[Prompt]
Please transcribe the data exactly, with nothing left out.

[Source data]
══════════════════════════════
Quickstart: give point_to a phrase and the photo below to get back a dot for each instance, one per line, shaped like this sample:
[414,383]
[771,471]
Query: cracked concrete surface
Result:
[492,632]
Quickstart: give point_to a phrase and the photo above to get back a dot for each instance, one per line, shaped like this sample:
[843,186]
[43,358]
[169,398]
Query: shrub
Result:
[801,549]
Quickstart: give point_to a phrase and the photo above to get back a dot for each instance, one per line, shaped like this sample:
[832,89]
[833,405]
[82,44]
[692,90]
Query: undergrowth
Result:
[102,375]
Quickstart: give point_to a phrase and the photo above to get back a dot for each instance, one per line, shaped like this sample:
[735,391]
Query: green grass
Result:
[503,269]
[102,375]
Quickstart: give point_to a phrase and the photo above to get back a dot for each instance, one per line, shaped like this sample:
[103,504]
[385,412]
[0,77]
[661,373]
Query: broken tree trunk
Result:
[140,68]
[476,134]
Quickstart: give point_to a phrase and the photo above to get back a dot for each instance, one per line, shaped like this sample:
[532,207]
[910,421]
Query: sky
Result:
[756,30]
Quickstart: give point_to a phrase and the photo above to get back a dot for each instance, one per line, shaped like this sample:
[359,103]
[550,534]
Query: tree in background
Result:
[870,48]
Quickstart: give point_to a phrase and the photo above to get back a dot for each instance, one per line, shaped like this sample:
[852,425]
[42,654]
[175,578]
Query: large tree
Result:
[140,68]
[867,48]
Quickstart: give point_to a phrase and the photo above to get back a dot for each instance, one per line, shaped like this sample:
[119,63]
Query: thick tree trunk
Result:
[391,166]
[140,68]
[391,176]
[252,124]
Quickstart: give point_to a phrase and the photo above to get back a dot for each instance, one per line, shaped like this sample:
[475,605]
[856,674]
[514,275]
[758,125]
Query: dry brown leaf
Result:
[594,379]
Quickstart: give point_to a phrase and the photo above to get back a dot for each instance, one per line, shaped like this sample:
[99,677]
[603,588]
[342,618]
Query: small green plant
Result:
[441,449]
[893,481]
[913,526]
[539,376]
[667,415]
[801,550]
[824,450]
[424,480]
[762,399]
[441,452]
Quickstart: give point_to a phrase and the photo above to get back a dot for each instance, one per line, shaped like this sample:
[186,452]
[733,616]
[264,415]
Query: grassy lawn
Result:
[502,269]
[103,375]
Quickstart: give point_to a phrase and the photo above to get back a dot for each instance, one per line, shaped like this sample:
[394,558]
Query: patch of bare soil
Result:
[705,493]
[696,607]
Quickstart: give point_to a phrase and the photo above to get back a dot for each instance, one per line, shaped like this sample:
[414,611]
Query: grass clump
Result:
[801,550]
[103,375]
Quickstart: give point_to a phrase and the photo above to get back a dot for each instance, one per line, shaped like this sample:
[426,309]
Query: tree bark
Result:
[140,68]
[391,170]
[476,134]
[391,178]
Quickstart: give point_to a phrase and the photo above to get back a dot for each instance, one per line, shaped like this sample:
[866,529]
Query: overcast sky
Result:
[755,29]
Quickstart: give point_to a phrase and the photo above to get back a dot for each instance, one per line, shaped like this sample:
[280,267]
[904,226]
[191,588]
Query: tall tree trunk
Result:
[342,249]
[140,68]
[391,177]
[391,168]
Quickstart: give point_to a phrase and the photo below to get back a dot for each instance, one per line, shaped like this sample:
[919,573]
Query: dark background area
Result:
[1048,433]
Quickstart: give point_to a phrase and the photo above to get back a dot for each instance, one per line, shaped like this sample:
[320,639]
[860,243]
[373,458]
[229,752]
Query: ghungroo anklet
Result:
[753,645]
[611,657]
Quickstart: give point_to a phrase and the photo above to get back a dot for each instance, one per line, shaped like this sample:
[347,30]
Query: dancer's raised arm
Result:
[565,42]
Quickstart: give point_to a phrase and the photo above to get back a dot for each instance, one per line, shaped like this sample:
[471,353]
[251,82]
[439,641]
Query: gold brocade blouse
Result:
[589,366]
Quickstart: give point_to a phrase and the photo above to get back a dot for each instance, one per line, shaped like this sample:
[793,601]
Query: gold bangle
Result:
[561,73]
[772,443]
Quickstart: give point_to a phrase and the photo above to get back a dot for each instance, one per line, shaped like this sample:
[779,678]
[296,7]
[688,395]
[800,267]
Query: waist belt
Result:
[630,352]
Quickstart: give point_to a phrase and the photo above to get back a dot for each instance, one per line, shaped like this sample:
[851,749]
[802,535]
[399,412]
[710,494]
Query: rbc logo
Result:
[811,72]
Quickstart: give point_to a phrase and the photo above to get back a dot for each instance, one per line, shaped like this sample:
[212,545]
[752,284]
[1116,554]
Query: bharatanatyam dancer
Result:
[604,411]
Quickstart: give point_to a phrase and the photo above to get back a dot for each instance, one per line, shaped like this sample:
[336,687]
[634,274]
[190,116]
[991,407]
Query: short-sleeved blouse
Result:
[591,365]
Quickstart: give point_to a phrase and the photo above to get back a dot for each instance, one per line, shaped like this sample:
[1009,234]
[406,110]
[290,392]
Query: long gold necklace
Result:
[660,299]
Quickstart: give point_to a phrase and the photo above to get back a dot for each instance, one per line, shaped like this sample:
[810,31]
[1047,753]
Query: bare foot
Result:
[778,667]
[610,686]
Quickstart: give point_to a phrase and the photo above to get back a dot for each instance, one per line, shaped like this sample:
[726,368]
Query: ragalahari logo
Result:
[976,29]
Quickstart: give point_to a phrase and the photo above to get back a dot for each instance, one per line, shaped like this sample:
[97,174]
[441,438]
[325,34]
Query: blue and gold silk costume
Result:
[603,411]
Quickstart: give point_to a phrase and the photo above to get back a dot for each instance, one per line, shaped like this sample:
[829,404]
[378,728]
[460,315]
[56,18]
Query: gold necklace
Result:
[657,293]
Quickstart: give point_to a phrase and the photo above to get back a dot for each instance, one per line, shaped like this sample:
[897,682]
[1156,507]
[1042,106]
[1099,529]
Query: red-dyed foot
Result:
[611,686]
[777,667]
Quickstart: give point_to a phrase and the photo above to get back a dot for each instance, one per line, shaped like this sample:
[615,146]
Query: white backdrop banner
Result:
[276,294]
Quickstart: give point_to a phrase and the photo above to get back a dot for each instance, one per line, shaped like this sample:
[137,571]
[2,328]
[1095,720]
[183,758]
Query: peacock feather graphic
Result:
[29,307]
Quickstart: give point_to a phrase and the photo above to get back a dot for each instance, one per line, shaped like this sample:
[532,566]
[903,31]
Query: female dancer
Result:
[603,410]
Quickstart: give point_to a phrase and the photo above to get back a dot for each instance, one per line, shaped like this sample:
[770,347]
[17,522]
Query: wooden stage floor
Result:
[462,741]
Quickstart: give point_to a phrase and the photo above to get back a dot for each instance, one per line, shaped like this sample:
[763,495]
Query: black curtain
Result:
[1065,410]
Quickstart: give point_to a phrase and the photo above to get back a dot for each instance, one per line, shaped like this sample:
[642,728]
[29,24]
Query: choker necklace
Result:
══════════════════════════════
[Answer box]
Quickstart: give point_to a phrase and the photo below to get back a dot for each instance, one per line, shaped like this sample:
[414,383]
[771,471]
Query: cracked concrete surface
Result:
[492,632]
Quickstart: give point_to a phrase and the photo above to get back a dot for each instance, one per line, shaped like this sample:
[843,186]
[43,358]
[169,398]
Query: shrub
Result:
[801,549]
Quickstart: give point_to a phrase and the photo above to get back a dot for each instance, one per line, shaped like this sample:
[832,89]
[833,405]
[82,44]
[692,90]
Query: undergrowth
Result:
[102,375]
Quickstart: give point_to a phrase and the photo above to get back a dot for each instance, one per line, shaped like this sample:
[735,391]
Query: green grass
Result:
[503,269]
[102,375]
Quickstart: give point_to a phrase and the photo above to get back a dot for each instance, one per line, shaped like this sample:
[103,504]
[385,412]
[0,77]
[661,373]
Query: broken tree trunk
Result:
[140,68]
[476,134]
Quickstart: give point_to a phrase and the photo above to get back a dot for each instance, one per line, shaped like this sample:
[532,207]
[910,421]
Query: sky
Result:
[756,30]
Quickstart: give point_to a phrase and the photo above to get back a dot for each instance, one per line, shaped like this sample:
[359,103]
[550,534]
Query: tree in background
Result:
[870,48]
Quickstart: give point_to a phrase and the photo above to get back a dot for each instance, one per line, shaped like this sample:
[852,425]
[42,654]
[175,578]
Query: large tree
Result:
[140,68]
[867,48]
Quickstart: give point_to a phrase and the photo above to get back a dot for each instance, one per line, shaped like this sample:
[119,63]
Query: thick tree trunk
Result:
[391,166]
[140,68]
[391,176]
[252,124]
Quickstart: give point_to a phrase and the photo above to get back a dot for each instance, one per line, shaped like this sample:
[475,605]
[856,674]
[514,275]
[758,125]
Query: dry brown leaf
Result:
[594,379]
Quickstart: give point_to a phrase and the photo above to get back a dot for each instance, one per line, shaped like this sample:
[99,677]
[603,588]
[342,618]
Query: small green plant
Result:
[441,449]
[893,481]
[913,526]
[539,376]
[667,415]
[801,550]
[824,450]
[424,480]
[762,399]
[441,452]
Quickstart: give point_to a phrase and the photo above to get back a dot for each instance, one per line, shaped like this sample:
[186,452]
[733,616]
[264,415]
Query: grassy lawn
Result:
[502,269]
[103,375]
Quickstart: give point_to a phrase and the photo above to get back a dot for each instance, one per line, shaped like this sample:
[394,558]
Query: patch of bare soil
Result:
[705,493]
[696,607]
Quickstart: give point_to a phrase and the photo above to get back a dot for each instance, one per line, shaped like this sample:
[414,611]
Query: grass clump
Result:
[801,550]
[103,375]
Quickstart: give point_to a phrase and the photo above to get back a dot for each instance, one per line, shaped like this sample:
[426,309]
Query: tree bark
Result:
[140,68]
[391,170]
[476,134]
[391,178]
Quickstart: give point_to a phrase and the photo above to get back a dot for each instance, one per line, shaped like this sample:
[866,529]
Query: overcast sky
Result:
[755,29]
Quickstart: give point_to a phrase and the photo above to get back a dot for each instance, one per line, shaped like this sample:
[280,267]
[904,226]
[191,588]
Query: tall tree trunk
Result:
[342,249]
[140,68]
[391,177]
[391,168]
Quickstart: give point_to a phrase and the photo below to get back a dot for each instance, one per line, shaped like this sample:
[919,573]
Query: dark background area
Result:
[1048,433]
Quickstart: give point_to a phrase and the photo above to get back a dot for each instance, one per line, shaped like this sample:
[320,639]
[860,243]
[373,458]
[229,752]
Query: ghungroo anklet
Result:
[753,645]
[611,657]
Quickstart: give point_to a phrase and the photo above to get back a dot for each instance, one per line, shaped like this sample:
[347,30]
Query: dancer's raised arm
Result:
[565,42]
Quickstart: give point_to a phrase and the photo above to get back a dot for each instance, one per line, shaped like this sample:
[471,353]
[251,82]
[439,641]
Query: gold brocade blouse
Result:
[589,366]
Quickstart: give point_to a phrase and the photo above to get back a dot for each instance, one per line, shaped like this sample:
[793,601]
Query: gold bangle
Result:
[561,73]
[772,443]
Quickstart: give point_to a phrase and the photo above to get back a dot for each instance, one per line, shaped like this sample:
[779,678]
[296,7]
[688,395]
[800,267]
Query: waist belt
Result:
[630,352]
Quickstart: give point_to a phrase and the photo above to get back a dot for each instance, one per line, shaped like this sample:
[851,749]
[802,535]
[399,412]
[710,494]
Query: rbc logo
Result:
[811,72]
Quickstart: give point_to a phrase and the photo above to get back a dot for each instance, one per line, shaped like this sample:
[212,545]
[752,284]
[1116,554]
Query: bharatanatyam dancer
Result:
[604,411]
Quickstart: give point_to a phrase and the photo above to get back a dot for each instance, one per line, shaped like this sample:
[336,687]
[634,274]
[190,116]
[991,407]
Query: short-sleeved blouse
Result:
[591,365]
Quickstart: give point_to a phrase and the photo above to get back a dot for each instance, one per line, shaped like this sample:
[1009,234]
[406,110]
[290,392]
Query: long gold necklace
Result:
[660,299]
Quickstart: give point_to a phrase and the photo above to get back a dot for each instance, one per line, shaped like this sample:
[810,31]
[1047,753]
Query: bare foot
Result:
[778,667]
[610,686]
Quickstart: give point_to a phrase and the photo above to get back a dot for each instance, one per line, shaped like this sample:
[726,368]
Query: ragalahari logo
Result:
[976,29]
Quickstart: give point_to a phrase and the photo above to get back a dot for each instance, one per line, shaped like this sample:
[97,174]
[441,438]
[325,34]
Query: blue and gold silk costume
Result:
[603,411]
Quickstart: give point_to a phrase and the photo above to get back a dot for each instance, one per line, shaped like this sample:
[829,404]
[378,728]
[460,315]
[56,18]
Query: gold necklace
Result:
[657,293]
Quickstart: give point_to a phrase and the photo above to get back a dot for each instance, one per line, shaped like this sample:
[897,682]
[1156,507]
[1042,106]
[1099,529]
Query: red-dyed foot
Result:
[611,686]
[777,667]
Quickstart: give point_to a phrase and the photo above to get back a dot for each instance, one per line, shaped like this sample:
[615,146]
Query: white backdrop banner
Result:
[276,294]
Quickstart: give point_to a phrase and the photo above to get back a dot for each instance, one per line, shaped like this sample:
[137,571]
[2,328]
[1095,720]
[183,758]
Query: peacock feather graphic
Result:
[29,307]
Quickstart: give point_to a phrase and the photo above to get back a dot for each instance, one per line, shaped like this sample:
[532,566]
[903,31]
Query: female dancer
Result:
[603,410]
Quickstart: give point_to a phrase and the photo above to get back a dot for each instance, one per line, shaped like this sample:
[770,347]
[17,522]
Query: wooden stage floor
Result:
[462,741]
Quickstart: give point_to a phrase and the photo above to get back a dot for each instance, one per line, shaped like this sample:
[763,495]
Query: black curtain
Result:
[1065,410]
Quickstart: give point_to a phrase and the photo above to get back a dot for each instance, one per line, shaped like this sample:
[642,728]
[29,24]
Query: choker necklace
Result:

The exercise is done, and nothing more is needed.